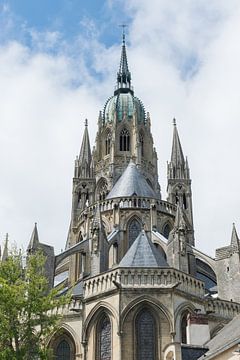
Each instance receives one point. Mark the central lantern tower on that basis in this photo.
(116, 192)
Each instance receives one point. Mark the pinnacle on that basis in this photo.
(34, 240)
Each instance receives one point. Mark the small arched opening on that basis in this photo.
(124, 140)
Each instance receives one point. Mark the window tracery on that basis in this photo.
(108, 143)
(133, 231)
(63, 351)
(141, 140)
(104, 339)
(146, 336)
(124, 140)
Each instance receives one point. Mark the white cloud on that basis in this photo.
(184, 57)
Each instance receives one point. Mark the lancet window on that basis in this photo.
(133, 231)
(104, 342)
(63, 351)
(124, 140)
(108, 143)
(146, 336)
(141, 141)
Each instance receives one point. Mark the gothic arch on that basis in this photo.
(180, 314)
(166, 229)
(146, 333)
(107, 141)
(143, 301)
(102, 189)
(95, 314)
(134, 226)
(64, 343)
(216, 330)
(124, 138)
(141, 142)
(103, 337)
(158, 317)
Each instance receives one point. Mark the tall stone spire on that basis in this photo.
(178, 165)
(85, 152)
(179, 250)
(123, 75)
(235, 239)
(83, 162)
(34, 240)
(179, 182)
(5, 249)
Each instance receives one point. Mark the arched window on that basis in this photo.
(146, 336)
(184, 201)
(108, 143)
(184, 327)
(63, 351)
(124, 140)
(166, 231)
(134, 229)
(102, 189)
(141, 144)
(104, 341)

--*--

Requirement:
Please give back every line above exactly as it stands, without pictures.

Finished task:
Each instance receives one point. Mark the central lantern tower on that basis in this photo.
(116, 192)
Each instance receives one point. Mark the pinnacle on that basis in this photo.
(34, 240)
Each instance receives one point. Mark the small arched opening on that basis in this photo.
(124, 140)
Each instance receives one point. Mark the window tracery on that basis in this photo.
(108, 143)
(133, 231)
(63, 351)
(141, 140)
(104, 339)
(146, 336)
(124, 140)
Each instance receives one point. Mark the white cloud on that basis in this photo.
(184, 57)
Each instance receives one point. Mark the lancet window on that basis in this photo.
(133, 231)
(104, 342)
(63, 351)
(124, 140)
(108, 143)
(146, 336)
(141, 141)
Each instance receives one point. Mark the gothic arch on that basis in this photo.
(180, 314)
(166, 229)
(146, 333)
(107, 141)
(143, 301)
(102, 189)
(95, 314)
(134, 226)
(64, 343)
(216, 330)
(124, 138)
(141, 142)
(103, 337)
(158, 317)
Each instance receives one point. Mark the tall stone spire on that basis in this photo.
(178, 165)
(85, 152)
(179, 250)
(123, 75)
(235, 239)
(83, 162)
(34, 240)
(179, 182)
(5, 249)
Each instance receives one point. Mark the arched window on that basis in this photo.
(146, 336)
(184, 201)
(108, 143)
(184, 327)
(63, 351)
(124, 140)
(166, 231)
(134, 229)
(102, 189)
(141, 144)
(104, 341)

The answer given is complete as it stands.